* **PASSAGE FOR REVIEW**
National Nurses United Statement on Bolivian Coup
National Nurses United (NNU) today joined with the AFL-CIO, international labor leaders, and other activists in condemning the military coup in Bolivia and urging an end to political repression and violence.
NNU endorsed concerns by AFL-CIO President Richard Trumka, the Trade Union Confederation of the Americas (TUCA), the International Trade Union Confederation (ITUC), and the leader of Brazil’s National Federation of Nurses (FNE) to protest the “military interference” in Bolivia.
Additionally, NNU also supports calls for restoration of democracy and a fair electoral process, including deposed former Bolivian President Evo Morales; and international solidarity for former ministers, their families, and supporters who have faced attacks or threats.
“We are alarmed by scenes of military intervention in the governance of Bolivia, arrests and acts of violence committed against supporters of the former Morales government, and racial attacks on indigenous peoples of Bolivia that have been seen across social media,” said NNU President Deborah Burger, RN.
“As nurses we have concerns for the health and safety of all Bolivian people, and urge an immediate, peaceful resolution that protects the rights and security of all Bolivians,” Burger said.
Burger said NNU endorses a statement yesterday by AFL-CIO President Trumka who said in a tweet: “The @AFLCIO joins the @ituc @CSA_TUCA in condemning military interference in Bolivia's election process. Morales reduced widespread poverty and fought for the inclusion of the indigenous majority. Bolivians must be able to vote peacefully and freely in new elections.”
FNE President Shirley Diaz Morales, RN, said in a post that Evo Morales had accepted the call for new elections and peace before being deposed. “We in Latin America cannot tolerate that every time any leader stands up against social injustice” they face a coup and cannot be silent “in the face of violence in Bolivia.” FNE is a member, along with NNU, of Global Nurses United, an international federation of nurses unions in 28 countries.
Additionally, NNU cited an ITUC statement which stated that Morales “was forced to resign by high ranking military officials. The news comes after threats on his life and violence against ministers, parliamentarians and their families.”
“No elected president should be forced out of office under military orders,” said ITUC General Secretary Sharan Burrow. “That is not how democracy works. The electoral process is the solution, not intervention by military leaders. Military coups can never be the answer.”
Morales, the ITUC observed, was first elected in 2006. In his three terms as president, he oversaw a major reduction in poverty, with overall poverty going from 59.9 percent to 34.6 percent in 2017 and extreme poverty cut by more than half in the same period. His inclusive policies saw huge budgets dedicated to health, education, and electrification, which notably resulted in illiteracy rates dropping from 13.28 percent in 2001 to 3.8 percent in 2014.
President Morales, the ITUC added, also called for a fresh vote to allow the Bolivian people to make their choice. Burger said NNU agrees with the ITUC call that “This should be respected and … the international community (should) support it.”
National Nurses United is the largest and fastest-growing union and professional association of registered nurses in the United States with more than 150,000 members nationwide. NNU plays a leadership role in safeguarding the health and safety of RNs and their patients and has won landmark legislation in the areas of staffing, safe patient handling, infectious disease, and workplace violence prevention.

* **DATA UNDER STUDY**
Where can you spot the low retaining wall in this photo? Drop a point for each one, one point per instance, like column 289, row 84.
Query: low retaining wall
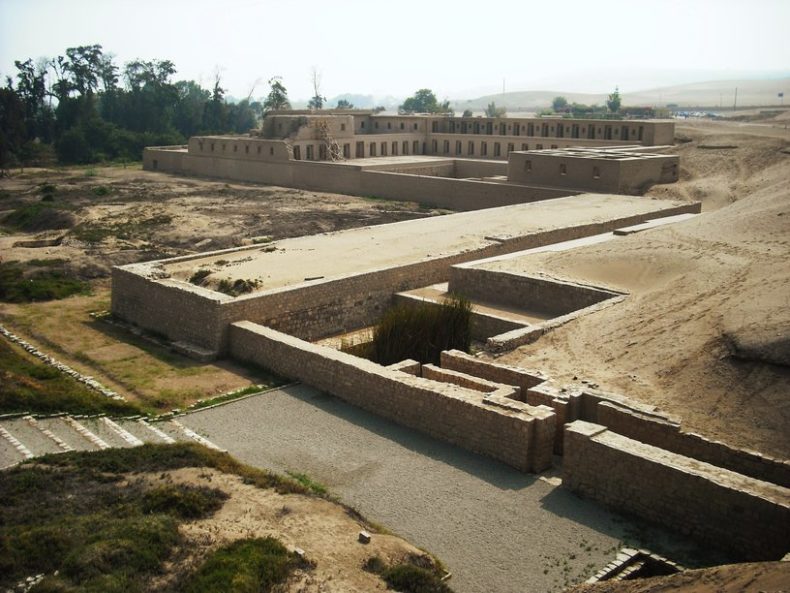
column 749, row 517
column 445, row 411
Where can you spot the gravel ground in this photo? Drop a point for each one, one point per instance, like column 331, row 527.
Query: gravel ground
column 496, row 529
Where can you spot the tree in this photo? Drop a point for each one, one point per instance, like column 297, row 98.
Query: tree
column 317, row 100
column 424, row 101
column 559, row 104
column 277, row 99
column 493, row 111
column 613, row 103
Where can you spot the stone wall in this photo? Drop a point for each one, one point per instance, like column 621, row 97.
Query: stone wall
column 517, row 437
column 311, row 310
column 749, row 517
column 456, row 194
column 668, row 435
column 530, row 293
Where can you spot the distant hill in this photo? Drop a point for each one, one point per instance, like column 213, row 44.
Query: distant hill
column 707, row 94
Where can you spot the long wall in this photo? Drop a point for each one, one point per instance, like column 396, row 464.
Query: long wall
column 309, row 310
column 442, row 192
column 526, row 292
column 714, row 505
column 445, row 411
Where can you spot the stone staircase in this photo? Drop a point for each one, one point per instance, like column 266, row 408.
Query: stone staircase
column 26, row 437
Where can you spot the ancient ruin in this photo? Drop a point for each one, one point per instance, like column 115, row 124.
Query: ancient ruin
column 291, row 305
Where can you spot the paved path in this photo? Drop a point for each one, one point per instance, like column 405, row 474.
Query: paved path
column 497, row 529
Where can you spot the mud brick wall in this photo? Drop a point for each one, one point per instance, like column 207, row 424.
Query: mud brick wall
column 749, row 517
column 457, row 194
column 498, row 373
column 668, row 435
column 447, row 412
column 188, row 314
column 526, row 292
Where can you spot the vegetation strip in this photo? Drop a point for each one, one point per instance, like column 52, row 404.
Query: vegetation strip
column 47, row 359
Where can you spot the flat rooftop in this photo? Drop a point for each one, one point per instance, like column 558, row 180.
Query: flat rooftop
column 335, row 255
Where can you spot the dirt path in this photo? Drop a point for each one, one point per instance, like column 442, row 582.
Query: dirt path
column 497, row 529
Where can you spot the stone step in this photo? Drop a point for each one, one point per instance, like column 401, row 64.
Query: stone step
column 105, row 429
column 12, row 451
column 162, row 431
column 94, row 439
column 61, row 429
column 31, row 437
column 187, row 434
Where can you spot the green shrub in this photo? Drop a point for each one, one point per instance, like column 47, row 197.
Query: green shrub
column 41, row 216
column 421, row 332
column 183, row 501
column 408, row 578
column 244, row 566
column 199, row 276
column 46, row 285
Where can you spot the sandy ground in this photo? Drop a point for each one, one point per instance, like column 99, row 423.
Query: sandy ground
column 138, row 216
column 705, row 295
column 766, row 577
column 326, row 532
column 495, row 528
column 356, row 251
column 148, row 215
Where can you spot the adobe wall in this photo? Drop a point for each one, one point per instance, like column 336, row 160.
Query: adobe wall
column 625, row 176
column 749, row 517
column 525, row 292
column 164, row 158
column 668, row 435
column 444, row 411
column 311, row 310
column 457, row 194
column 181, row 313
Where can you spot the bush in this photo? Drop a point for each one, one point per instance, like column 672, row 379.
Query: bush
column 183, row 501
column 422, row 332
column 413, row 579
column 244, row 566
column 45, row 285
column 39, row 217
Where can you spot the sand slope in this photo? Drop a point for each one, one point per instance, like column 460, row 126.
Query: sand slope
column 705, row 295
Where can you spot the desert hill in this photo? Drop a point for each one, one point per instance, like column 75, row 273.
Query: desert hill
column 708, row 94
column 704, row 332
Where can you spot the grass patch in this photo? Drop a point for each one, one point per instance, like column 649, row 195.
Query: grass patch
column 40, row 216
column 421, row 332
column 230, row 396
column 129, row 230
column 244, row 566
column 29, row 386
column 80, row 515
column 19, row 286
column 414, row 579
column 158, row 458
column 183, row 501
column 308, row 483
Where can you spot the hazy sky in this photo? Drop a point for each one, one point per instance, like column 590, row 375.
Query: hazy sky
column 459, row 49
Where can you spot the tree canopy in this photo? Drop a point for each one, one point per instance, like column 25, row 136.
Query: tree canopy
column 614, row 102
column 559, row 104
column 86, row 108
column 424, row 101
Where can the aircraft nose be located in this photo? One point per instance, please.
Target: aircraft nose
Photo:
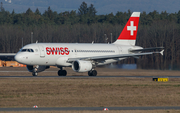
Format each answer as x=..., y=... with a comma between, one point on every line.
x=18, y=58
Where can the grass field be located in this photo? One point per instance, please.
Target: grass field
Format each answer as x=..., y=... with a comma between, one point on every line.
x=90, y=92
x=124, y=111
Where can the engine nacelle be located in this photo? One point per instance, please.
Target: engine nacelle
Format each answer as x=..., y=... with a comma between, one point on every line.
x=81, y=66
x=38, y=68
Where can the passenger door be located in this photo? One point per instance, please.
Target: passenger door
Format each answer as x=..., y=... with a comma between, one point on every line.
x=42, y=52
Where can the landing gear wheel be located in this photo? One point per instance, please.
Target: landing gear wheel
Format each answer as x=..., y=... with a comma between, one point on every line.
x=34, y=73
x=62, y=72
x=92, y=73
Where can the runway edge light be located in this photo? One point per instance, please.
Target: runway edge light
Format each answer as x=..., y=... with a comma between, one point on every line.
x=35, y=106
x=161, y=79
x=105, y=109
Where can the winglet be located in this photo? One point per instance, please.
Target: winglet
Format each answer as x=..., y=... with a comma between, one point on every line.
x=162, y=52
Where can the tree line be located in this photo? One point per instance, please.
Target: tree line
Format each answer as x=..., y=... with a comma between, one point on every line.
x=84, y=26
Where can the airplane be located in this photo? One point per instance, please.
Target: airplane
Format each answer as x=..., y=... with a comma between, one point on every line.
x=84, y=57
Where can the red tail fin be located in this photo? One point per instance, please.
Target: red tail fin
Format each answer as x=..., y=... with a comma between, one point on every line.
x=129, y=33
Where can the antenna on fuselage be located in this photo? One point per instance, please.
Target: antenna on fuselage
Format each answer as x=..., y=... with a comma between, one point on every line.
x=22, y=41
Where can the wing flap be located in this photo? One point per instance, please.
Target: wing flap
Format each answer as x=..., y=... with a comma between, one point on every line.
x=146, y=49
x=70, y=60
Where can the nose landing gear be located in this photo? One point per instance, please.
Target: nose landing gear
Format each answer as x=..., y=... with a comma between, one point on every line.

* **WORK INSTRUCTION**
In which areas does the nurses' union statement on the Bolivian coup say NNU has won landmark legislation?

* **TASK ANSWER**
Staffing, safe patient handling, infectious disease, and workplace violence prevention.